Exercise requirements ▸ Each line below is to be written out in full, exactly as shown.

[Coordinate annotation records]
= = =

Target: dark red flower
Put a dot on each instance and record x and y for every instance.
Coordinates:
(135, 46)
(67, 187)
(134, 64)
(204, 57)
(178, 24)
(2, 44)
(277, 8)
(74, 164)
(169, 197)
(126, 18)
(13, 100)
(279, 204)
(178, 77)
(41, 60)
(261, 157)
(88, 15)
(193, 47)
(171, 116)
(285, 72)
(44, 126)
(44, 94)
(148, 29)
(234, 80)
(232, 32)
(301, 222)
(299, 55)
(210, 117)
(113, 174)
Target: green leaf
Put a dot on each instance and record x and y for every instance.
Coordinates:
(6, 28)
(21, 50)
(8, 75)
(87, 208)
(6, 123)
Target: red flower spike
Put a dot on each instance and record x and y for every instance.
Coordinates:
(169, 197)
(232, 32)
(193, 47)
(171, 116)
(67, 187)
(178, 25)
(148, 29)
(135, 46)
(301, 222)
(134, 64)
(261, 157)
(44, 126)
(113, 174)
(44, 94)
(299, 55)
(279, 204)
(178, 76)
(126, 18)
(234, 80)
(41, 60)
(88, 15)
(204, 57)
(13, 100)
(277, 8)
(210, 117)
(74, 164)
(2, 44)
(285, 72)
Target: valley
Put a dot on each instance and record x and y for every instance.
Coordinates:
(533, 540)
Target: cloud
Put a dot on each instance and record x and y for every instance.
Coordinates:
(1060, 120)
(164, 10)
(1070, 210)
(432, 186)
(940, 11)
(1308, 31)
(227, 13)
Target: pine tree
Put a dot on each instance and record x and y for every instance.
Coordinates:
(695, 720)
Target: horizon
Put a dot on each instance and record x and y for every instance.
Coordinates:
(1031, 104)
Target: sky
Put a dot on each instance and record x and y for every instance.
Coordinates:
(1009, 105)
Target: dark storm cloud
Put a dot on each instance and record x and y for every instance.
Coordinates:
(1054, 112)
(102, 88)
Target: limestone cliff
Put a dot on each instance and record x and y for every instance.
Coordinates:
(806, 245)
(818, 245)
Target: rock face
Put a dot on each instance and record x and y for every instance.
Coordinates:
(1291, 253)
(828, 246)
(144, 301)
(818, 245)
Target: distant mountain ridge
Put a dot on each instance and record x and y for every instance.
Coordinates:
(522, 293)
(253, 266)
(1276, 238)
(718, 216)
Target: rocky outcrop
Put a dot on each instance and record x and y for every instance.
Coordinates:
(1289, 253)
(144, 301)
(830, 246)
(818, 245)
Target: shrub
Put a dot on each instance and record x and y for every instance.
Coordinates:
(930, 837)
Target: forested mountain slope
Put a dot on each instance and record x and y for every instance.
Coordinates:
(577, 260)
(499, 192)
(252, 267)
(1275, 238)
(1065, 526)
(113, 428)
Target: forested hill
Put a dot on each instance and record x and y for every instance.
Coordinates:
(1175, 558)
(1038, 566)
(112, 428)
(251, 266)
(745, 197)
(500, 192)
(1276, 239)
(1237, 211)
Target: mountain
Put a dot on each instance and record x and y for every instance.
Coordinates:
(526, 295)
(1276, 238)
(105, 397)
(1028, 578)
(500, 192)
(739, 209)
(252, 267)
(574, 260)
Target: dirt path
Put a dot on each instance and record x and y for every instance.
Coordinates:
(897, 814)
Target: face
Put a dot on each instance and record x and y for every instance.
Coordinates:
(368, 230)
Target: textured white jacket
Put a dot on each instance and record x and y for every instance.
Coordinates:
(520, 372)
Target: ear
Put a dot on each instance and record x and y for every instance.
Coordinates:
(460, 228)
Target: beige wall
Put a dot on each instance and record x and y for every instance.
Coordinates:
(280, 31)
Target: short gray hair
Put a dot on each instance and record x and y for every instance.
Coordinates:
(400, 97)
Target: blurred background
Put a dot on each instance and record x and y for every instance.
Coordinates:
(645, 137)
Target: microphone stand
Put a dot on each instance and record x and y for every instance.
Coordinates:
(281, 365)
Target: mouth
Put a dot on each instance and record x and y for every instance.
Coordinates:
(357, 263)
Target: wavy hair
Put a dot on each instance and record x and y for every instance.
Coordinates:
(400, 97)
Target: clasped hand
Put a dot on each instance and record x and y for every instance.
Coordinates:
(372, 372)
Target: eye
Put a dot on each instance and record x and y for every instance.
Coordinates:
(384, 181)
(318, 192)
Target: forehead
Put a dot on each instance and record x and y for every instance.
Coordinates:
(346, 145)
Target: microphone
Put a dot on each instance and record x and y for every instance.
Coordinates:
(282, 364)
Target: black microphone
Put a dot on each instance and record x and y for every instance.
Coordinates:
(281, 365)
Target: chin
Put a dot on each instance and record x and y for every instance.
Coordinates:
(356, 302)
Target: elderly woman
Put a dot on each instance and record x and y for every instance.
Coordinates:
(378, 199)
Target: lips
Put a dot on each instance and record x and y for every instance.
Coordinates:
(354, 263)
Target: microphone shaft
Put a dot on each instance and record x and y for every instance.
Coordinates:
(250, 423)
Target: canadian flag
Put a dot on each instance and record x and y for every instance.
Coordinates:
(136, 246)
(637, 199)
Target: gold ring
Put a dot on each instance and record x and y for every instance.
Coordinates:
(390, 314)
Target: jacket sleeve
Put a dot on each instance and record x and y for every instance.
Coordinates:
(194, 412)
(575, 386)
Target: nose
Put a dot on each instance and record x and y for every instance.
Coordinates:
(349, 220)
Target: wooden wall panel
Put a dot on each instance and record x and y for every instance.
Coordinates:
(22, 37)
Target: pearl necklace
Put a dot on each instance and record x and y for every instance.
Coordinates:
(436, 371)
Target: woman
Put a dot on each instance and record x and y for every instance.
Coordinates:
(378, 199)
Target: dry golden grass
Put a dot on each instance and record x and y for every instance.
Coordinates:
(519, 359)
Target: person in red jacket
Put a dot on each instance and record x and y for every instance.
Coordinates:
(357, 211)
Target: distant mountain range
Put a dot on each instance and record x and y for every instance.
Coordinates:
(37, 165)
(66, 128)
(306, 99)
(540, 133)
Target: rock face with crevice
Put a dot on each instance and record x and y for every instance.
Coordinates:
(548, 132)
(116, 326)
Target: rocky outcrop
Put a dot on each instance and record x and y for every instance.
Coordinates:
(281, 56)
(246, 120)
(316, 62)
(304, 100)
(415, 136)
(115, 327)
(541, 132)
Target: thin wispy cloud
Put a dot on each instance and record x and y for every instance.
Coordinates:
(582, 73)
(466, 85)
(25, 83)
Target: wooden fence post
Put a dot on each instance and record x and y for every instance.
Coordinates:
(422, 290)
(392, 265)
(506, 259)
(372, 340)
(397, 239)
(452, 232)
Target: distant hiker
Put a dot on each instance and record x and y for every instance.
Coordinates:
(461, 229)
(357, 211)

= = =

Exercise result ▸
Target: dark red flower
Put a dot on each instance and record x and y for every instance.
Coordinates:
(135, 46)
(67, 187)
(134, 64)
(204, 57)
(178, 24)
(2, 44)
(277, 8)
(74, 164)
(169, 197)
(126, 18)
(13, 100)
(279, 204)
(178, 77)
(41, 60)
(261, 157)
(88, 15)
(193, 47)
(171, 116)
(285, 72)
(44, 126)
(44, 94)
(148, 29)
(234, 80)
(232, 32)
(301, 222)
(299, 55)
(210, 117)
(113, 174)
Target: green leaf
Put a dot on each instance and record x and y for every instance.
Coordinates:
(6, 28)
(21, 50)
(8, 75)
(87, 208)
(6, 123)
Target: red flower spike
Put a dot on each instance and record x and y for every instance.
Coordinates:
(169, 197)
(232, 32)
(193, 47)
(171, 116)
(67, 187)
(178, 25)
(148, 29)
(135, 46)
(301, 222)
(134, 64)
(261, 157)
(44, 126)
(113, 174)
(44, 94)
(299, 55)
(279, 204)
(178, 76)
(126, 18)
(234, 80)
(41, 60)
(88, 15)
(204, 57)
(13, 100)
(277, 8)
(210, 117)
(74, 164)
(2, 44)
(285, 72)
Target: valley
Put a dot on each instance and record x and y for every instance.
Coordinates:
(533, 540)
Target: cloud
Put a dot on each instance and record x and y for every instance.
Coordinates:
(1060, 120)
(164, 10)
(1070, 210)
(432, 186)
(940, 11)
(1308, 31)
(227, 13)
Target: pine tree
Put a dot on each instance and record x and y for every instance.
Coordinates:
(695, 720)
Target: horizon
Put a dot on each instance and record x and y for every instance.
Coordinates:
(1031, 104)
Target: sky
Put a dot on each instance and record x and y for every instance.
Coordinates:
(1009, 105)
Target: dark storm cloud
Put a dot on each instance and record x and y for every instance.
Coordinates:
(1054, 112)
(102, 88)
Target: limestone cliff
Put a dot on each instance and record x and y for every instance.
Coordinates:
(806, 245)
(818, 245)
Target: rock face
Put a dot on each instance and record x and y for every instance.
Coordinates:
(1291, 253)
(828, 246)
(144, 301)
(818, 245)
Target: distant mountain ridge
Put a dot on each instance and record x and y for every instance.
Coordinates:
(522, 293)
(253, 266)
(1276, 238)
(718, 216)
Target: rocky outcrop
Put a dot on each instance and record x and y for every instance.
Coordinates:
(1289, 253)
(144, 301)
(830, 246)
(818, 245)
Target: shrub
Put a dot on each instance and record x and y for every instance.
Coordinates:
(930, 837)
Target: forested mountain slope
Put a dot on each instance and record x and y for every instance.
Coordinates:
(577, 260)
(499, 192)
(252, 267)
(1275, 238)
(1065, 526)
(113, 428)
Target: forested hill
Put a dot on each instance and record x and y for every instance.
Coordinates:
(1175, 558)
(1038, 566)
(112, 428)
(251, 266)
(745, 197)
(500, 192)
(1276, 239)
(1237, 211)
Target: mountain
Put a dot on each instance and record x and y for every instance.
Coordinates:
(526, 295)
(1276, 238)
(105, 397)
(1028, 578)
(500, 192)
(739, 209)
(252, 267)
(574, 260)
Target: dirt path
Put a dot on each instance and record x and y for every instance.
Coordinates:
(897, 814)
Target: face
Put a dot on each instance and record x and y for every instance.
Coordinates:
(368, 230)
Target: textured white jacket
Put a dot on each instance and record x and y for every instance.
Coordinates:
(520, 372)
Target: ear
Put a dot on each instance and record x and y for every instance.
Coordinates:
(460, 228)
Target: beige wall
Put a dot on each instance and record x and y for every instance.
Coordinates:
(280, 31)
Target: short gray hair
Put a dot on each instance and record x and y for every instance.
Coordinates:
(400, 97)
Target: blurred background
Put a dot on each instance and record x and y for every instance.
Coordinates:
(645, 137)
Target: microphone stand
Put a dot on each instance and record x and y for every instance.
Coordinates:
(281, 365)
Target: mouth
Put a dot on each instance and record x and y for every instance.
Coordinates:
(357, 263)
Target: wavy hair
Put a dot on each instance and record x and y for every instance.
Coordinates:
(400, 97)
Target: clasped hand
Put a dot on each instance and record x and y for every instance.
Coordinates:
(372, 372)
Target: eye
Put a dot on each instance and record x and y for every instance.
Coordinates:
(384, 181)
(318, 192)
Target: forehead
Put a dot on each instance and record x and y for every instance.
Coordinates:
(346, 145)
Target: microphone
Put a dot on each instance and record x and y for every instance.
Coordinates:
(282, 364)
Target: black microphone
Put a dot on each instance and record x and y for every instance.
Coordinates:
(281, 365)
Target: chin
Put a dot on each instance and record x and y for every instance.
Coordinates:
(356, 302)
Target: elderly woman
Put a dot on each instance and record x and y for every instance.
Coordinates:
(378, 199)
Target: lips
Put a dot on each instance and record x and y for every instance.
Coordinates:
(354, 263)
Target: microphone shaft
Put a dot on each instance and record x and y for every instance.
Coordinates:
(250, 423)
Target: canadian flag
Put a dot on each instance and record x and y for every instance.
Coordinates:
(136, 246)
(637, 199)
Target: gold ring
Put a dot on each instance and record x and y for every instance.
Coordinates:
(390, 314)
Target: jacket sleeve
Put a dot on each instance and record x and y for every instance.
Coordinates:
(194, 412)
(575, 386)
Target: nose
Put a dot on each instance and record x and y for every instance.
Coordinates:
(349, 220)
Target: wooden wall panel
Put a dot on each instance and record x and y for every instance.
Coordinates:
(22, 37)
Target: pearl necklace
Put a dot on each instance and record x and y for every instance.
Coordinates:
(436, 371)
Target: woman
Put a dot on each instance and record x and y for every instance.
Coordinates:
(378, 199)
Target: dry golden grass
Put a dot on each instance and record x and y for every instance.
Coordinates:
(519, 359)
Target: person in red jacket
Put a dot on each instance and record x and y for every instance.
Coordinates:
(357, 211)
Target: distant mountain range
Put a dot on each instance and record x and y for every instance.
Coordinates:
(37, 165)
(66, 128)
(306, 99)
(540, 133)
Target: rock face with crevice
Put a dot on each instance and record x and y for every instance.
Coordinates:
(548, 132)
(116, 326)
Target: rocky outcrop
Put a dot on each instance and record x and y for every instance.
Coordinates:
(281, 56)
(246, 120)
(316, 62)
(304, 100)
(415, 136)
(115, 327)
(541, 132)
Target: thin wispy cloud
Put a dot on each instance and record x and y for every instance.
Coordinates:
(582, 73)
(466, 85)
(25, 83)
Target: wooden fence post
Put a dot on each instance and record x and y for every instance.
Coordinates:
(422, 290)
(392, 265)
(506, 259)
(372, 340)
(397, 239)
(452, 232)
Target: distant hiker
Put a dot on each instance and record x and y for every instance.
Coordinates:
(461, 229)
(357, 211)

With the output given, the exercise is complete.